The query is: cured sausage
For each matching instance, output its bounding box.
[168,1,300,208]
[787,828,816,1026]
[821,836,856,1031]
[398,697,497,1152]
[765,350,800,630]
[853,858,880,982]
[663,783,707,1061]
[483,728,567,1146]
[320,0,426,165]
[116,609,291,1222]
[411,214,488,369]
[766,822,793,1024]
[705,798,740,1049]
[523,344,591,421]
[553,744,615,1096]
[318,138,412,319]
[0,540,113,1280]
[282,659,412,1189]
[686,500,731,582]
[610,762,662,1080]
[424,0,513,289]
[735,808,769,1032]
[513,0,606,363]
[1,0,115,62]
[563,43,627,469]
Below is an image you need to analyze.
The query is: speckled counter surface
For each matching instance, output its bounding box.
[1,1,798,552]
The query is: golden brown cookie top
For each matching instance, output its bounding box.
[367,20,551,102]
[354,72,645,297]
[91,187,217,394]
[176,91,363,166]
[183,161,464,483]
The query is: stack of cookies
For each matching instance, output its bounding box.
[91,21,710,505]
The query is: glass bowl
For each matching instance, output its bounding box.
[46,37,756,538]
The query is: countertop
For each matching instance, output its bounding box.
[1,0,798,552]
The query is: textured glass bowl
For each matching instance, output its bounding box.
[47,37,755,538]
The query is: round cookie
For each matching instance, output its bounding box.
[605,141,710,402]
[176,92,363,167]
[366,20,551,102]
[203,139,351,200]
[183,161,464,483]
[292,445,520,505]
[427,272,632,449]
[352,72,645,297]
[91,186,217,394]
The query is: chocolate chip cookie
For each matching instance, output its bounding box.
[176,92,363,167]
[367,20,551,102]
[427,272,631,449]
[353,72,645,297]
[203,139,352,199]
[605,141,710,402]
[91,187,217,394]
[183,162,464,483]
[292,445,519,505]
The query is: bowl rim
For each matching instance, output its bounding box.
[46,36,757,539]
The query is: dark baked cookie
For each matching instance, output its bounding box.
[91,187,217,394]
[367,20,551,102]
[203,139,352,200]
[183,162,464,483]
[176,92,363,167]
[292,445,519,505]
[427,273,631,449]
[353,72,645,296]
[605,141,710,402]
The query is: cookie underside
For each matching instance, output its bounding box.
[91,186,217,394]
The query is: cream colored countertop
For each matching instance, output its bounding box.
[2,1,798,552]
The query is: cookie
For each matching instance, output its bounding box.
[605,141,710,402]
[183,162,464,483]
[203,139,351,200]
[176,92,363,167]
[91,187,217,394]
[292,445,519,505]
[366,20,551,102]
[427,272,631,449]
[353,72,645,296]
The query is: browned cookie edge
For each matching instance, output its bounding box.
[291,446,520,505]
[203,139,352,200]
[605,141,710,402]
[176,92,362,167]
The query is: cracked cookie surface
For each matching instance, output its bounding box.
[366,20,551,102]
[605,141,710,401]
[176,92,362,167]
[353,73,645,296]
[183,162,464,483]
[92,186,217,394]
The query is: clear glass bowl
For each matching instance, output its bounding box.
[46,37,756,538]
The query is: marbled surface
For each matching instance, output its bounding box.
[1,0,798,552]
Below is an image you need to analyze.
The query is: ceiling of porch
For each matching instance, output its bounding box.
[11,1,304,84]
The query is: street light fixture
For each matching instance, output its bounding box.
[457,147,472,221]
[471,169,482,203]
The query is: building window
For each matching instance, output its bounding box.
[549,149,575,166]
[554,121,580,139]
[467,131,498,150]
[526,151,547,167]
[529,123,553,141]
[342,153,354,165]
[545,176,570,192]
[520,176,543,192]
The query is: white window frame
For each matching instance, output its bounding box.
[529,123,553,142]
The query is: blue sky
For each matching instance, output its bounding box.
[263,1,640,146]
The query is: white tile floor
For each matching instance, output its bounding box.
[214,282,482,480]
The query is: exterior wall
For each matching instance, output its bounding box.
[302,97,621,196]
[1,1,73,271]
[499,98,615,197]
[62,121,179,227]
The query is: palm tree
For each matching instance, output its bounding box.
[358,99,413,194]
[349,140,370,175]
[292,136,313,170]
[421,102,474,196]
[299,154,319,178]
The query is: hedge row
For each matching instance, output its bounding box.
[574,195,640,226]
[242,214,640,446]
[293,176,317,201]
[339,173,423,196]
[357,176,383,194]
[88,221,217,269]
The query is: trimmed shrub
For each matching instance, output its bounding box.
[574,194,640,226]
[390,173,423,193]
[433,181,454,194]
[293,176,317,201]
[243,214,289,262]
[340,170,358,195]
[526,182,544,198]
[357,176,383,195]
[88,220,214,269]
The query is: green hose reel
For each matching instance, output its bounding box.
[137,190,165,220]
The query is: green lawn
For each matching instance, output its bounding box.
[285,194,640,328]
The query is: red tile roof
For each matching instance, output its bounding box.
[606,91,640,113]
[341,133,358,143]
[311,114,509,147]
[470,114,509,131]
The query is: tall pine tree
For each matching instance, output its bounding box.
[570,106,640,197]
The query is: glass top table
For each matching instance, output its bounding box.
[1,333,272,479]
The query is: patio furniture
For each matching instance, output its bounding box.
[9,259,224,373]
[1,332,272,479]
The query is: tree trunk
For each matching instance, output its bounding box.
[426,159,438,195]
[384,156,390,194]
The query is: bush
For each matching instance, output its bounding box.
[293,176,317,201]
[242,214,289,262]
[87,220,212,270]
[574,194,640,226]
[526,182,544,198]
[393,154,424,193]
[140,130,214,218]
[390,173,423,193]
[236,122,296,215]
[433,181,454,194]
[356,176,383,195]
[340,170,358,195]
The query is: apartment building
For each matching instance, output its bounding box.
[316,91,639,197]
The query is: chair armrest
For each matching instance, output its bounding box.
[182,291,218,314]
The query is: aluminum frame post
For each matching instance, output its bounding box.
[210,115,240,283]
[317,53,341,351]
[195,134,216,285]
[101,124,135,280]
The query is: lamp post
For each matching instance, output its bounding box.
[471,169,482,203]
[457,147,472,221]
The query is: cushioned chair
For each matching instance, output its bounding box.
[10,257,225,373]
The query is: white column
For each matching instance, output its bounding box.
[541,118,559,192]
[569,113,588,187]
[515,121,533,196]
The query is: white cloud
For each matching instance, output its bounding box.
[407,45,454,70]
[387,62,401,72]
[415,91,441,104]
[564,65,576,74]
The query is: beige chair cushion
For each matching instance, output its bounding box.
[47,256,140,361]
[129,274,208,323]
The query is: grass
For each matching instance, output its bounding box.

+ + + +

[What you will do] Using the entries above, repeat only the lines from the one containing "The query is: hedge row" through the one containing "The query is: aluminum frame post", end lines included.

[Result of this exercise]
The query is: hedge row
For each matching instance, output its bounding box.
[574,195,640,226]
[242,214,640,446]
[293,176,317,201]
[339,173,423,196]
[357,176,383,194]
[88,221,217,269]
The query is: trimmed shrub
For each matching instance, output its bounding box.
[574,194,640,226]
[390,173,423,193]
[433,181,454,194]
[293,176,317,201]
[243,214,289,262]
[340,170,358,195]
[526,182,544,198]
[357,176,383,195]
[88,220,214,269]
The query is: green hose reel
For each matching instance, output its bounding box.
[137,190,165,220]
The query is: green lawn
For each matching instance, output its bounding box.
[285,194,640,328]
The query is: red tile roof
For each matching instance, output its bounding box.
[606,91,640,113]
[341,133,358,143]
[311,114,509,147]
[470,114,509,131]
The query is: tall pine tree
For each matching instance, output its bounding box.
[570,106,640,197]
The query is: glass top table
For each matching instance, output its bounding box.
[1,333,272,479]
The query is: patio furniture
For each matching instance, output its bounding box.
[9,259,224,373]
[1,332,272,479]
The query is: tree trunk
For each matching instance, output its bounding box.
[426,159,438,195]
[384,156,390,194]
The query is: bush
For each matching instance, output its bounding box.
[293,176,317,201]
[242,214,289,262]
[87,220,212,270]
[574,194,640,226]
[526,182,544,198]
[393,154,424,193]
[140,130,214,218]
[390,173,423,193]
[236,122,296,215]
[433,181,454,194]
[356,176,383,195]
[340,170,358,195]
The query is: apartment building
For each matching instance, output its bounding box.
[316,91,639,197]
The query is: chair armrest
For each matching instance, output its bounding box.
[182,291,218,314]
The query is: aluminum frame post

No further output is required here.